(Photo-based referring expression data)
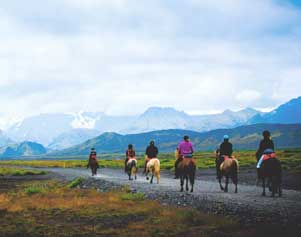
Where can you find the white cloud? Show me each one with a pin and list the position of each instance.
(248, 96)
(124, 56)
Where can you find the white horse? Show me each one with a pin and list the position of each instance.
(132, 168)
(153, 166)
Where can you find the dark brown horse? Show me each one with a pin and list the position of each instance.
(93, 164)
(229, 169)
(132, 168)
(186, 170)
(271, 171)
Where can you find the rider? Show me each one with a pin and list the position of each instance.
(93, 159)
(225, 150)
(185, 151)
(151, 152)
(92, 154)
(265, 150)
(130, 153)
(265, 143)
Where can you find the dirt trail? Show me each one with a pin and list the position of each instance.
(248, 204)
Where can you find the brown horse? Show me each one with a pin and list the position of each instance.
(271, 170)
(132, 168)
(93, 164)
(186, 170)
(229, 169)
(153, 167)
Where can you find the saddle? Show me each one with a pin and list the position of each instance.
(186, 161)
(269, 156)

◆ ASSIGNED TASK ◆
In the copy, include every line of the records exactly and none of the images.

◆ ANSWER TO THIS PROBLEM ◆
Where can you find the white cloud? Show me each one with a pin and list the position of each instance.
(248, 96)
(124, 56)
Where can you find the white horse? Show me each one with a pin and list the position of each instance.
(132, 168)
(153, 166)
Where can you find the dark brown horse? Show me each one with a pin and list the position of each instance.
(93, 164)
(229, 169)
(132, 168)
(186, 170)
(271, 171)
Where can you find the rider? Show me each one with a pin and list the position of each instance.
(93, 159)
(225, 150)
(185, 151)
(151, 152)
(92, 154)
(265, 150)
(130, 153)
(265, 143)
Where can you find the dirt trail? Show me each one with a pin and list the position of each instance.
(248, 204)
Where can you find the brown horse? Show me each one with a pin and list the position of each instance.
(271, 170)
(132, 168)
(93, 164)
(186, 170)
(229, 169)
(153, 167)
Where can you find the saddle? Show me each one with a pin and list the position of each instance.
(186, 161)
(269, 156)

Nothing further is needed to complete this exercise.